━━━━━ DATASET EXTRACT ━━━━━
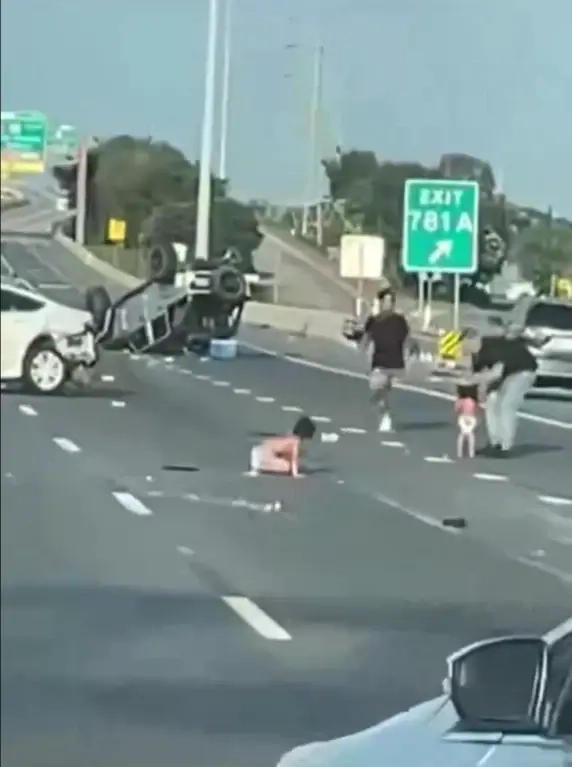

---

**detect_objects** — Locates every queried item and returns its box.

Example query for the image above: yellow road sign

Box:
[438,330,465,360]
[556,277,572,299]
[107,218,127,242]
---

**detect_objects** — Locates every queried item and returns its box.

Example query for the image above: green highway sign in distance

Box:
[401,179,479,274]
[2,112,48,173]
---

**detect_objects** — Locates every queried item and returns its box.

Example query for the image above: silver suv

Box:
[508,296,572,389]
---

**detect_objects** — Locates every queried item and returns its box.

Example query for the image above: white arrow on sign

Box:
[429,240,453,264]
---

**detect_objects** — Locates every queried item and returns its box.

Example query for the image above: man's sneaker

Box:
[379,413,393,434]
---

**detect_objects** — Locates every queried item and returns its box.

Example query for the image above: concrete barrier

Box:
[54,231,478,364]
[0,186,28,211]
[53,230,142,290]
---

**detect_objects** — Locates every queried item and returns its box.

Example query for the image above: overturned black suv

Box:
[86,243,259,354]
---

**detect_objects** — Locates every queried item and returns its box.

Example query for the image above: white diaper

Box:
[457,413,477,434]
[250,445,264,471]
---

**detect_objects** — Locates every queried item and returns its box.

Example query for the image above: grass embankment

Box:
[89,245,145,278]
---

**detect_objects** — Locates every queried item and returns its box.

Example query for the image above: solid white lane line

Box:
[112,490,153,517]
[221,596,292,642]
[473,472,508,482]
[538,495,572,506]
[53,437,81,453]
[241,341,572,430]
[18,405,38,415]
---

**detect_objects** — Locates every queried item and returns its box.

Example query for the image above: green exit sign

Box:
[2,112,48,173]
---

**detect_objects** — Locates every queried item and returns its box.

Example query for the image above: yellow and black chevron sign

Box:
[439,330,465,360]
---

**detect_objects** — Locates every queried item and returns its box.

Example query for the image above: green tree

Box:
[141,198,262,271]
[512,224,572,289]
[54,136,262,264]
[323,150,568,282]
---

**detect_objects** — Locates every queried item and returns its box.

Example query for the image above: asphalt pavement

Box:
[1,234,572,767]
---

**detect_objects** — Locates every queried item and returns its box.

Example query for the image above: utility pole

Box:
[218,0,233,181]
[195,0,218,261]
[75,141,89,245]
[302,43,324,237]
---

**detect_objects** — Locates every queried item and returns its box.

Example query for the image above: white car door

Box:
[0,286,43,380]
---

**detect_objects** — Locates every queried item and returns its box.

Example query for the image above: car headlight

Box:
[522,328,550,347]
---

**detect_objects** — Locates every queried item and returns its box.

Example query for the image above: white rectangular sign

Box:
[340,234,385,280]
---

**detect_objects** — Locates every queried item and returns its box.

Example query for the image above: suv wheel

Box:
[23,341,68,394]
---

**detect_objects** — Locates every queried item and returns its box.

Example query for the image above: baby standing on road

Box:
[250,416,316,477]
[455,383,479,458]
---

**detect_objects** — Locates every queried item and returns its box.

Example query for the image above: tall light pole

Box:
[218,0,233,181]
[195,0,218,261]
[302,44,324,237]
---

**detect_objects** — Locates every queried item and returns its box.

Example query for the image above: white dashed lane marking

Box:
[538,495,572,506]
[18,405,38,415]
[53,437,81,453]
[473,472,508,482]
[221,596,292,642]
[112,490,153,517]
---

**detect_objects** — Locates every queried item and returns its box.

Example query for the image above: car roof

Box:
[524,296,572,309]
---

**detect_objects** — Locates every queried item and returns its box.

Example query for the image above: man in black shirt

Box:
[473,325,537,456]
[346,288,409,432]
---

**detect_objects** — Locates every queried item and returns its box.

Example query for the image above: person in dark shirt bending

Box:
[350,288,409,432]
[473,325,537,457]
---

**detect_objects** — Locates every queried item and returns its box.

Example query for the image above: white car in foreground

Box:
[278,618,572,767]
[1,277,98,394]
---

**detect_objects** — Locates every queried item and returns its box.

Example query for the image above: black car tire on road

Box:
[22,339,70,394]
[85,285,112,332]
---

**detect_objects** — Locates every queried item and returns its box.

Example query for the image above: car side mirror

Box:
[448,636,548,729]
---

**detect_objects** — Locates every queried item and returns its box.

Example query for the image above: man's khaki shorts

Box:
[369,368,403,392]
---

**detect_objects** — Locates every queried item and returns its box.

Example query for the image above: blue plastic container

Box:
[210,338,238,360]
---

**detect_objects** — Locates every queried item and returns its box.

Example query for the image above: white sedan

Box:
[1,277,98,394]
[278,617,572,767]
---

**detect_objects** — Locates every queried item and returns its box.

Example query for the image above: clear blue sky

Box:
[1,0,572,216]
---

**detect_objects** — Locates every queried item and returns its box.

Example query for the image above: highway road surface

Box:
[1,230,572,767]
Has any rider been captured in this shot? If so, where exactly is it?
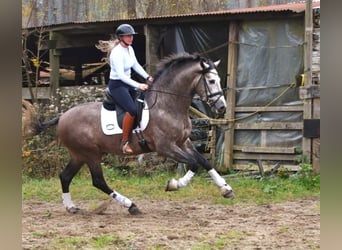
━━━━━
» **INSTRUCTION**
How many lines in the records contain the string "highway", counting only matches with the same letter case? Reply with the number alone.

» **ANSWER TO THIS TASK**
2